> _Serie de ejercicios_:
1. En el fragmento sobre el registro de la maleta, ¿de qué color eran los guantes de látex que se puso el subinspector Álvarez?
2. Repite sin cambios el pasaje del fragmento sobre el registro de la maleta que va desde "El subinspector Álvarez terminó" hasta "pertenencias. Guardaba algo.".

> _Texto de estudio_:
=-=-=-=-=

El subinspector Álvarez, tras ponerse unos guantes de látex (aprovecho para recordar que son necesarios para salir a la calle en estos momentos de pandemia) de color celeste, procedió a la apertura de la maleta, después de que el argentino, con caras de pocos amigos, confirmase que era la suya, tras levantarse de la silla y acercarse hasta la mesa. El registro lo presencié sentado en la silla, pero en vez de estar pendiente de las prendas y otras cosas que sacaba el subinspector, lo hice sin quitar la vista del rostro de Honorio, al tiempo que observé también, de una manera soslayada, cómo las miradas del inspector iban a caballo entre la maleta y mi cara. Desde mi posición me centré en todos y cada uno de los gestos que apareciesen en la cara del argentino, en cada una de sus muecas, en cada uno de sus posibles tics, y sobre todo en sus miradas y en sus labios, porque de la posición de sus hombros ya no me interesaban, pues desde hacía ya algún tiempo estaban caídos, derrotados y no se podían extraer ninguna conclusión delatora de ellos. No pestañeé; aquellas largas y penosas sesiones de interrogatorios en mi periodo de formación me valieron de mucho; esas que hacen que te salga un sexto sentido y adelantarte en ocasiones a los acontecimientos; esas que no se pueden explicar, pero esas mismas que no se pueden borrar de la mente de los que las hayan sufrido. Y lo curioso de todo fue que el argentino, perro viejo donde lo hubiese, estaba más pendiente de mí que del propio registro de su maleta; todavía pienso que por entonces jugábamos en la misma división, aunque el inspector Palomo, que en un primer momento me había subestimado, no nos andaba a la zaga.
El subinspector Álvarez terminó el registro, poniendo todo el contenido de la maleta encima de la mesa, examinando prenda por prenda minuciosamente, zapatos, neceser, un diccionario castellano-francés, un plano de París y un libro, además de varias bolsas vacías, no encontrando aparentemente nada que pudiese aportar algo nuevo. Pero el inspector Palomo supo leer en mi expresión lo que yo había sabido ver en el lenguaje gestual del argentino mientras observaba el trasiego hasta la mesa de todas sus prendas y pertenencias. Guardaba algo.

=-=-=-=-=

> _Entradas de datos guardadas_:
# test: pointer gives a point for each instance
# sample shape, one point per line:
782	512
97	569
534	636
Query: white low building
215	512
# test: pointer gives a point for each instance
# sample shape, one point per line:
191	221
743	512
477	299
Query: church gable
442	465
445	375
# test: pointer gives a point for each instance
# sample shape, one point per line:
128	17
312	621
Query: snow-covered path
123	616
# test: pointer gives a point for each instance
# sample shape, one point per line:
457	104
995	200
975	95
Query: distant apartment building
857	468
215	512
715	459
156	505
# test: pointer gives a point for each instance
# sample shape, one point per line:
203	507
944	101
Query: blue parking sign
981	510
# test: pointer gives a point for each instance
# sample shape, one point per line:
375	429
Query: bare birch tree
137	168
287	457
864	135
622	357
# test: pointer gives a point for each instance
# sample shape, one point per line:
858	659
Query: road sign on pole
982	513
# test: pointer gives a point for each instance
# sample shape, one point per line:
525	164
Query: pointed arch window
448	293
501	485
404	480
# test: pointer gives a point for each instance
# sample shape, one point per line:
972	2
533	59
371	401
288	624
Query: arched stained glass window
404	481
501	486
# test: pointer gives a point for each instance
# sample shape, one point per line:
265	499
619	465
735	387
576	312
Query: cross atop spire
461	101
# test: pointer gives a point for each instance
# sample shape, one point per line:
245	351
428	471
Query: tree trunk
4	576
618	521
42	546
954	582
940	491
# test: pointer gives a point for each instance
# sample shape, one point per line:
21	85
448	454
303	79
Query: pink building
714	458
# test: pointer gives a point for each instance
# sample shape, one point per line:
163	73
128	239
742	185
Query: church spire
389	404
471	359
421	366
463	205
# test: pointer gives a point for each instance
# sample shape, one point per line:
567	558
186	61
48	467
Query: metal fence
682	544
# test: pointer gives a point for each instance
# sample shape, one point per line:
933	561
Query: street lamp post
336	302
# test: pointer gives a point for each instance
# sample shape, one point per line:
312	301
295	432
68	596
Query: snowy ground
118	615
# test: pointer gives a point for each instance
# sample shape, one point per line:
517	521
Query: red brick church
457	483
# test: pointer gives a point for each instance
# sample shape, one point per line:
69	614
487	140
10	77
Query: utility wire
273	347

=-=-=-=-=

> _Soluciones_:
1. Celeste.

2.
El subinspector Álvarez terminó el registro, poniendo todo el contenido de la maleta encima de la mesa, examinando prenda por prenda minuciosamente, zapatos, neceser, un diccionario castellano-francés, un plano de París y un libro, además de varias bolsas vacías, no encontrando aparentemente nada que pudiese aportar algo nuevo. Pero el inspector Palomo supo leer en mi expresión lo que yo había sabido ver en el lenguaje gestual del argentino mientras observaba el trasiego hasta la mesa de todas sus prendas y pertenencias. Guardaba algo.